Segment Start: Document extract

Construction began in 292 BC. Ancient accounts, which differ to some degree, describe the structure as being built with iron tie bars to which bronze plates were fixed to form the skin. The interior of the structure, which stood on a 15 m white marble pedestal near the Rhodes harbour entrance, was then filled with stone blocks as construction progressed. Other sources place the Colossus on a breakwater in the harbour. According to most contemporary descriptions, the statue itself was about 70 cubits, or 32 m tall. Much of the iron and bronze was reforged from the various weapons Demetrius's army left behind, and the abandoned second siege tower may have been used for scaffolding around the lower levels during construction.

Philo of Byzantium wrote in De septem mundi miraculis that Chares created the sculpture in situ by casting it in horizontal courses and then placing "...a huge mound of earth around each section as soon as it was completed, thus burying the finished work under the accumulated earth, and carrying out the casting of the next part on the level."

Modern engineers have put forward a hypothesis for the statue's construction (based on the technology of the time), and the accounts of Philo and Pliny, who saw and described the ruins.

Segment End: Document extract
Segment Start: Records shown

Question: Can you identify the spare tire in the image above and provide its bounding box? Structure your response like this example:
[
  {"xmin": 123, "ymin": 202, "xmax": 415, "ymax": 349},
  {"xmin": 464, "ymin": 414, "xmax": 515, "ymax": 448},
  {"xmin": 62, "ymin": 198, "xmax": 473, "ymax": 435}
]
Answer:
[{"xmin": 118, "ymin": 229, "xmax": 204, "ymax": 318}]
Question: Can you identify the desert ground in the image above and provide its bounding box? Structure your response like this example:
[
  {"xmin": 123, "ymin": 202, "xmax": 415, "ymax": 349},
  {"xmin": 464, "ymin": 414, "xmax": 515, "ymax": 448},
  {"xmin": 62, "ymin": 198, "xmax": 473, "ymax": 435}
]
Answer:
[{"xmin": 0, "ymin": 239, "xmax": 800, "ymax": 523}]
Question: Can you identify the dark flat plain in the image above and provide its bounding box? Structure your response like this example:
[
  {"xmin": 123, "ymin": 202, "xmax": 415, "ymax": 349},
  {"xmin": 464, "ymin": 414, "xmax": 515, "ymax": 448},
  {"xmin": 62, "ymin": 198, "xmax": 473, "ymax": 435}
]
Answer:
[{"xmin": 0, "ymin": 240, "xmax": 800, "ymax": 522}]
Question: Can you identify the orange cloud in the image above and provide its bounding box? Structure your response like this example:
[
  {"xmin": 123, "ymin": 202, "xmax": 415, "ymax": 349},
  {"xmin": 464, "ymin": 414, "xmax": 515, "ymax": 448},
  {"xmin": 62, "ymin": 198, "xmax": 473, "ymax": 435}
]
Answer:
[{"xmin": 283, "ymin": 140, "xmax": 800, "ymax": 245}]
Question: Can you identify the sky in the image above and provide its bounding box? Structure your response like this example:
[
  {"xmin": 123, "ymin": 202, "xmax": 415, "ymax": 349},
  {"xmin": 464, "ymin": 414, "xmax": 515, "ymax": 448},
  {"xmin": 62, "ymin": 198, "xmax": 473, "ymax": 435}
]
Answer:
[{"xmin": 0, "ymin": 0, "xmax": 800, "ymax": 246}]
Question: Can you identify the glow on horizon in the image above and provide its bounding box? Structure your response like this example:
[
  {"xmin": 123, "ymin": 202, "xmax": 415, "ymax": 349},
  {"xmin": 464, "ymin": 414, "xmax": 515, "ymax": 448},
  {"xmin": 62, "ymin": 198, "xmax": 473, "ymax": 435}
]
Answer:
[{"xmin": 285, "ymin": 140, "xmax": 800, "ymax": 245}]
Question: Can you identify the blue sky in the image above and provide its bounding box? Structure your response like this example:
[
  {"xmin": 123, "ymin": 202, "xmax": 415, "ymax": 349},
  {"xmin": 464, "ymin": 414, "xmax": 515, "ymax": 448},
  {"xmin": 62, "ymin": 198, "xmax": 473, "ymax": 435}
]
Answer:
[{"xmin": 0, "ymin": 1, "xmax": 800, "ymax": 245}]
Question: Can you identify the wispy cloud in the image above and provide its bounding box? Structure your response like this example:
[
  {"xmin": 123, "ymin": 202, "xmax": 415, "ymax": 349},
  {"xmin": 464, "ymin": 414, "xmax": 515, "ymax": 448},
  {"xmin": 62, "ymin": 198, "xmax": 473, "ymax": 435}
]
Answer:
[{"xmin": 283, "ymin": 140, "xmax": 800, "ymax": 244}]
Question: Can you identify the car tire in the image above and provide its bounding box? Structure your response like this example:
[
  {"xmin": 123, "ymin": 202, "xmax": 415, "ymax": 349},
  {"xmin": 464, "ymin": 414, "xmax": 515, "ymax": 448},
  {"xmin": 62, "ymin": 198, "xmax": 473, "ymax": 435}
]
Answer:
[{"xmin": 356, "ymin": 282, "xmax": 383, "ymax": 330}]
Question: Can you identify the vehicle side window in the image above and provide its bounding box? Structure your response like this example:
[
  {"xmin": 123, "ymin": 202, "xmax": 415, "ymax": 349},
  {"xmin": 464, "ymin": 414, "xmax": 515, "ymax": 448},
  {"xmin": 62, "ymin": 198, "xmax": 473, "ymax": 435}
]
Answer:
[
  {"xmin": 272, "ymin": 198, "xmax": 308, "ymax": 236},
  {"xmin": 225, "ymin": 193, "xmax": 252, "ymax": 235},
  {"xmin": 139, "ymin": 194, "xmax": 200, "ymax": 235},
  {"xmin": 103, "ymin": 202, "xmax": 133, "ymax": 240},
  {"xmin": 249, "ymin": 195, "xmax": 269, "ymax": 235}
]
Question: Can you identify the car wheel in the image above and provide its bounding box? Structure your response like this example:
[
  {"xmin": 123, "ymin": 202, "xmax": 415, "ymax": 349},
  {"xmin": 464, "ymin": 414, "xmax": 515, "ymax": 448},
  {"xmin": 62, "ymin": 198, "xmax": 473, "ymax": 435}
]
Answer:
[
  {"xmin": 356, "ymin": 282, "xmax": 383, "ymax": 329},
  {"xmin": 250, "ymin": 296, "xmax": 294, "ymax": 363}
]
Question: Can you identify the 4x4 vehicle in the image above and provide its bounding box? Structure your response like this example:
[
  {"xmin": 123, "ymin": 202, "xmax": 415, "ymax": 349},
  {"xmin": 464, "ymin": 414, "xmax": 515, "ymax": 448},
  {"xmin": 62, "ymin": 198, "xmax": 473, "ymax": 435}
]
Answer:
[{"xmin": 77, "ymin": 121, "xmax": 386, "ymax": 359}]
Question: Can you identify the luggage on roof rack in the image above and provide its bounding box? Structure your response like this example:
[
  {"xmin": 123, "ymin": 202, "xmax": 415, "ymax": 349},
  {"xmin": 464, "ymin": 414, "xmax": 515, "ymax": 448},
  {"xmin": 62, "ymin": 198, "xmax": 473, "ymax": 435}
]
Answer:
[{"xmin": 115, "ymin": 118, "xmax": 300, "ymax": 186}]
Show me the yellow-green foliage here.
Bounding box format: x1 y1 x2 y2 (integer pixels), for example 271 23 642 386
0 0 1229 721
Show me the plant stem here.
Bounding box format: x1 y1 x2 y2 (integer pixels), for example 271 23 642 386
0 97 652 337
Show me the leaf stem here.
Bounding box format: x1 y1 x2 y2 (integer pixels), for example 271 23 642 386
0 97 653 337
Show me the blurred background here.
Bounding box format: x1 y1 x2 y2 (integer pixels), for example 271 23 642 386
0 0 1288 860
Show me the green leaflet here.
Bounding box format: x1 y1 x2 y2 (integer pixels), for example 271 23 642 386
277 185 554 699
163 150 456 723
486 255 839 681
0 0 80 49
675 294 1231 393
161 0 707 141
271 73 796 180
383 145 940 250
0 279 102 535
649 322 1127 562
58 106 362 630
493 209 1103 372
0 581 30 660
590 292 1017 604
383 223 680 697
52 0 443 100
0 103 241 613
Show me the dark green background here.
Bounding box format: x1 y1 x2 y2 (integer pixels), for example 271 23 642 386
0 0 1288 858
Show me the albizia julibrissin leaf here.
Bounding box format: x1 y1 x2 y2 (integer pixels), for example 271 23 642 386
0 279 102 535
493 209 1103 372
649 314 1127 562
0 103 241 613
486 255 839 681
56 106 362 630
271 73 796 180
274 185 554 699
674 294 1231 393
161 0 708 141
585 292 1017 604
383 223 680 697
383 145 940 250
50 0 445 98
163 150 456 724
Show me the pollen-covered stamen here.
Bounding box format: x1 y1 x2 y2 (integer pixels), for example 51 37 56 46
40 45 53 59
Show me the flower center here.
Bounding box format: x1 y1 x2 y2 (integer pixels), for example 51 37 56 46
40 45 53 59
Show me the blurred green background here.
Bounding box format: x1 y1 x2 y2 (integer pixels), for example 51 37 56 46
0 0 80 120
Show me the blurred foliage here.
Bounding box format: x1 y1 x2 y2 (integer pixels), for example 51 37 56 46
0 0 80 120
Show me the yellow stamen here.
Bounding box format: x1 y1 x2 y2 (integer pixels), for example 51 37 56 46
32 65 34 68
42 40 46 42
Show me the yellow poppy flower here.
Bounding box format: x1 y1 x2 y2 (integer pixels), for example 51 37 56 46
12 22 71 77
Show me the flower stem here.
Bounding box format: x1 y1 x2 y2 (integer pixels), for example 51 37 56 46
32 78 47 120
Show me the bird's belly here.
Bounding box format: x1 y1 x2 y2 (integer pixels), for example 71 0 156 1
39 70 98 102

Segment End: Records shown

**Task**: Reproduce word for word the part of the passage on building the Colossus starting at "Construction began in" and ending at "levels during construction.".

**Problem solution**:
Construction began in 292 BC. Ancient accounts, which differ to some degree, describe the structure as being built with iron tie bars to which bronze plates were fixed to form the skin. The interior of the structure, which stood on a 15 m white marble pedestal near the Rhodes harbour entrance, was then filled with stone blocks as construction progressed. Other sources place the Colossus on a breakwater in the harbour. According to most contemporary descriptions, the statue itself was about 70 cubits, or 32 m tall. Much of the iron and bronze was reforged from the various weapons Demetrius's army left behind, and the abandoned second siege tower may have been used for scaffolding around the lower levels during construction.